▸ **List of tasks**
A: Answer these questions about the article on private equity tax, each on its own line:
(i) Who is the chairman of SVG Capital?
(ii) What percentage slice of profits does carried interest refer to?
(iii) Who is the chief executive of the British Venture Capital Association?
B: Can you extract the passage of the article on private equity tax from "Negative effect" up to and including "job less profitable."?

▸ **Page extract**
From what Gordon Brown told our conference, we conclude that the fat cats are losing the argument on tax
Paul Kenny, GMB general secretary

Speaking at a meeting of the GMB trade union on Tuesday, Mr Brown said that a review into the private equity industry was expected to report its findings soon, and would comment on whether or not companies were exploiting loopholes.

Paul Kenny, general secretary of the GMB and a vocal critic of private equity firms, was optimistic that changes would come.

"From what Gordon Brown told our conference, we conclude that the fat cats are losing the argument on tax," he said.

This latest round of criticism was sparked by comments from Nick Ferguson, chairman of SVG Capital, a private equity firm and fund management company.

Mr Ferguson said that some of the biggest names in private equity paid a lower rate of taxation than their office cleaners.

At the centre of the latest questioning is the payment of tax on carried interest.

Private equity executives pay taxes on their earnings and bonuses, but a large part of their earnings comes from carried interest, or the 20% slice of profits they can claim once they have paid back their investors.

This money is classed as a capital gain, and as such is subject to a tapering tax level. Critics say it should be charged at a normal tax rate.

Negative effect

So far, Mr Brown has been very supportive of private equity, seeing it as a driver of growth in the City of London.

Should there be large changes to tax regime then it "would have an effect, on the people and the firms", said Peter Linthwaite, chief executive of the British Venture Capital Association.

At the same time, private equity firms have hit back at critics saying that they have not been buying companies to run them into the ground, and instead want to grow them and make them more profitable, improving staff prospects.

While few analysts expect a sudden change in policy that would prompt firms to shut up shop and force bankers to foreign shores, higher tax rates would make their day job less profitable.

[Records from a data collection]
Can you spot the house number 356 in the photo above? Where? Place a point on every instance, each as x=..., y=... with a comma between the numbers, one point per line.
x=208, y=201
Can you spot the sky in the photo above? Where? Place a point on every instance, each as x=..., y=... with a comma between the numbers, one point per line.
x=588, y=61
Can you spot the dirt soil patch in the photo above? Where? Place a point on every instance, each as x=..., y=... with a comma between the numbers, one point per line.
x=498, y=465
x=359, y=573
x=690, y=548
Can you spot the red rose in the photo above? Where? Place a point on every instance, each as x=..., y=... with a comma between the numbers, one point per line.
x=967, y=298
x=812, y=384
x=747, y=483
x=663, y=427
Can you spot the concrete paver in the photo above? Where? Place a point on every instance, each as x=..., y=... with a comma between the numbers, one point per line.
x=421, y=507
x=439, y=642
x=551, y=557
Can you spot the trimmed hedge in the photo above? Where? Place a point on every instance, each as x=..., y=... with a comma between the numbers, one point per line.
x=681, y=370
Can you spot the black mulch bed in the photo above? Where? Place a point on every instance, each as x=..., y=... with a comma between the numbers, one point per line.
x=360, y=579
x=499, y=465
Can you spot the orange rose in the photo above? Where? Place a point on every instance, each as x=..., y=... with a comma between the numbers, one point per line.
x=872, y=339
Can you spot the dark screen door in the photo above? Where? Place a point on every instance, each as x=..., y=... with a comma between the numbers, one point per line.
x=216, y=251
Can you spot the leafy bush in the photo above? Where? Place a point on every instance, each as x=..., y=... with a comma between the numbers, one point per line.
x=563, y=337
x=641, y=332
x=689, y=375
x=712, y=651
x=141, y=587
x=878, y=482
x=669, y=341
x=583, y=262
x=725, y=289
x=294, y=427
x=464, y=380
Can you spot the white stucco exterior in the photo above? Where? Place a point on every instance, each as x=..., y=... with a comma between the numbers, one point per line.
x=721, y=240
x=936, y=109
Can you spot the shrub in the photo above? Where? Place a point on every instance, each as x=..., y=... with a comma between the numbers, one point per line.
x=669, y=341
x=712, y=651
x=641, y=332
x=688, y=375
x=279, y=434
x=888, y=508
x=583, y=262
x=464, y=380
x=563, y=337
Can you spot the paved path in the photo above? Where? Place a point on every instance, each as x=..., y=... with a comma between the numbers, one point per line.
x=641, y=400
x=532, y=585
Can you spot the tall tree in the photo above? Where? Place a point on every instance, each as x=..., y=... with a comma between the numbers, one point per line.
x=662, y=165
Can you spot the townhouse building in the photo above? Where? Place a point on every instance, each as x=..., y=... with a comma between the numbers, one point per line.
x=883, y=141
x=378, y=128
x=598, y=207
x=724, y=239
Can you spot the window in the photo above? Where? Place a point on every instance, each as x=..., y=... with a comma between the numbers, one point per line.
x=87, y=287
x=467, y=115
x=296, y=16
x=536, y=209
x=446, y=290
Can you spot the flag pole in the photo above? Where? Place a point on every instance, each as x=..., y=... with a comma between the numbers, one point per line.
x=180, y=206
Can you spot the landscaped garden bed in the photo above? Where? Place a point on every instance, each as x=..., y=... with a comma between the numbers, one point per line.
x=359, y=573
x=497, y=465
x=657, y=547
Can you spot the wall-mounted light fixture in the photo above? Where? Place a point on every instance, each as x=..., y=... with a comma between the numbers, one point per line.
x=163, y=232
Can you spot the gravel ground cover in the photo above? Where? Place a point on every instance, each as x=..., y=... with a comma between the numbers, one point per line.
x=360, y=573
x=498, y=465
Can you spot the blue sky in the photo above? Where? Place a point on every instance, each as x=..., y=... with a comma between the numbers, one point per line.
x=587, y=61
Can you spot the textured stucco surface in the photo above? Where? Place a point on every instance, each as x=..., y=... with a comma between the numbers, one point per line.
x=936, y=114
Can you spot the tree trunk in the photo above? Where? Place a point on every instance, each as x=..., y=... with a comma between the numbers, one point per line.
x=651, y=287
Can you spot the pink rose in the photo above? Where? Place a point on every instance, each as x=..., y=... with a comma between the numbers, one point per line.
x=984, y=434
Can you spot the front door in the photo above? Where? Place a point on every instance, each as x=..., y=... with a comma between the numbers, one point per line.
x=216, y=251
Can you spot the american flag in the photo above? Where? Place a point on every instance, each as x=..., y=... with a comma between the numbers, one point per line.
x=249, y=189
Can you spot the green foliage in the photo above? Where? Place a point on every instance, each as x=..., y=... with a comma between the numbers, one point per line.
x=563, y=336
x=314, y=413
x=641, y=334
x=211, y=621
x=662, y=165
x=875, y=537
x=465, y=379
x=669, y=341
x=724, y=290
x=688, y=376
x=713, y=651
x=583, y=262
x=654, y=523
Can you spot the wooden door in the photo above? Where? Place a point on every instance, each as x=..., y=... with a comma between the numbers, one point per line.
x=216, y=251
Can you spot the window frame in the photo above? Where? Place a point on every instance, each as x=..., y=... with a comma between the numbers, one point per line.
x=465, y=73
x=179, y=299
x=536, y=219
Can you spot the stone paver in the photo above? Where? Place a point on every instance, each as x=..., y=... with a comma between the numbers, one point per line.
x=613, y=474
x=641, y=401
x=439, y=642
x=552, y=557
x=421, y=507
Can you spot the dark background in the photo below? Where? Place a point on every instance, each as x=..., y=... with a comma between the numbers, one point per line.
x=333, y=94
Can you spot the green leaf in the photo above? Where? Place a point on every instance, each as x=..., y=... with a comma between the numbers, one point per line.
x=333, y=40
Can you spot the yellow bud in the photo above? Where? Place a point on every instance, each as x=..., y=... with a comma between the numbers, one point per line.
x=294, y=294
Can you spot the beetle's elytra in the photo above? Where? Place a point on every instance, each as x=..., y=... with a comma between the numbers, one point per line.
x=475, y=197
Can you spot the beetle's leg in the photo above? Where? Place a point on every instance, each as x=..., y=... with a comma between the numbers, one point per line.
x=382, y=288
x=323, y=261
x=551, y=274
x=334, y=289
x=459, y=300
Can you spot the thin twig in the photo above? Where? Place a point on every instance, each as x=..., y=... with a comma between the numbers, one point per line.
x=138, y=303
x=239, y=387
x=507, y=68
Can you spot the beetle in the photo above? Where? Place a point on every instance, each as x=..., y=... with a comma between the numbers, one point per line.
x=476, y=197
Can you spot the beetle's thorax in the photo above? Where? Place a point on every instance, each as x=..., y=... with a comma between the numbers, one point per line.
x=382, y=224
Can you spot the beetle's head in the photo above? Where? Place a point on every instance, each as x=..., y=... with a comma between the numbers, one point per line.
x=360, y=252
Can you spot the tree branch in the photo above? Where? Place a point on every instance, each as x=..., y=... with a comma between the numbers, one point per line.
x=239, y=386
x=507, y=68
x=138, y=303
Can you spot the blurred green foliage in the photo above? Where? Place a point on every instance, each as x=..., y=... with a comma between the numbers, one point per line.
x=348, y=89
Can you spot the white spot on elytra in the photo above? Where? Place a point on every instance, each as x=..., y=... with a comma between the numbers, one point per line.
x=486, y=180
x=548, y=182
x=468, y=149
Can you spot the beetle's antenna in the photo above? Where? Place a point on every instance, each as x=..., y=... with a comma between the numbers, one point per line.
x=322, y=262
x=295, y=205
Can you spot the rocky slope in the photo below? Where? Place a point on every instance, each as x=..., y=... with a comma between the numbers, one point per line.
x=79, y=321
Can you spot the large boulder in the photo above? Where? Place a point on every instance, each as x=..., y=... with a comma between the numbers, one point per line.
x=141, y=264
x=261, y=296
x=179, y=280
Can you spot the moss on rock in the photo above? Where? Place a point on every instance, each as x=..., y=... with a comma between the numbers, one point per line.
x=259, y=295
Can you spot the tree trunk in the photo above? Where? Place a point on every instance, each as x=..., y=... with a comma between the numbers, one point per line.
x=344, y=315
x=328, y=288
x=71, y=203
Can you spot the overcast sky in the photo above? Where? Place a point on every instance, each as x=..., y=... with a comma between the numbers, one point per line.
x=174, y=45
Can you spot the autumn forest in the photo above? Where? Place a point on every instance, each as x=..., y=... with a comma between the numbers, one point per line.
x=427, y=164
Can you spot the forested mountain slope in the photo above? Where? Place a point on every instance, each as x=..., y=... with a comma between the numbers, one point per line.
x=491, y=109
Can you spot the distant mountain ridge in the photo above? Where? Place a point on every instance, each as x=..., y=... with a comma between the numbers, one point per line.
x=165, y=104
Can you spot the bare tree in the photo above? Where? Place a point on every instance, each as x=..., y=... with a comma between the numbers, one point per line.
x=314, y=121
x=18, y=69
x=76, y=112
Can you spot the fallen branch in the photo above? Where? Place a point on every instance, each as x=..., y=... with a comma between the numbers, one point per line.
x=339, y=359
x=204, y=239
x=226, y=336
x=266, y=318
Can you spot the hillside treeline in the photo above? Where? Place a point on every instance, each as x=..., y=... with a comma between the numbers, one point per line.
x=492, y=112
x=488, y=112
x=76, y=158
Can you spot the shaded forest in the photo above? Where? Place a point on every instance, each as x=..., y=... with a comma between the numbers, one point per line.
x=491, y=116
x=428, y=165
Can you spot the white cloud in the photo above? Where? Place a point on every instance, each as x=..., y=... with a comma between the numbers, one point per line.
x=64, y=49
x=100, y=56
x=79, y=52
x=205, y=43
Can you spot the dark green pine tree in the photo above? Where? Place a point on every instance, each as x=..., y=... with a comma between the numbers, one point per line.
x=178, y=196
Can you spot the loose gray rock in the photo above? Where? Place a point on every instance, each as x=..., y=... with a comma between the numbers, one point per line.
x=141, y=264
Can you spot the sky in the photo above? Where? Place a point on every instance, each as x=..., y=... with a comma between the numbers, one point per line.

▸ **Replies**
A:
(i) Nick Ferguson
(ii) 20%
(iii) Peter Linthwaite

B:
Negative effect

So far, Mr Brown has been very supportive of private equity, seeing it as a driver of growth in the City of London.

Should there be large changes to tax regime then it "would have an effect, on the people and the firms", said Peter Linthwaite, chief executive of the British Venture Capital Association.

At the same time, private equity firms have hit back at critics saying that they have not been buying companies to run them into the ground, and instead want to grow them and make them more profitable, improving staff prospects.

While few analysts expect a sudden change in policy that would prompt firms to shut up shop and force bankers to foreign shores, higher tax rates would make their day job less profitable.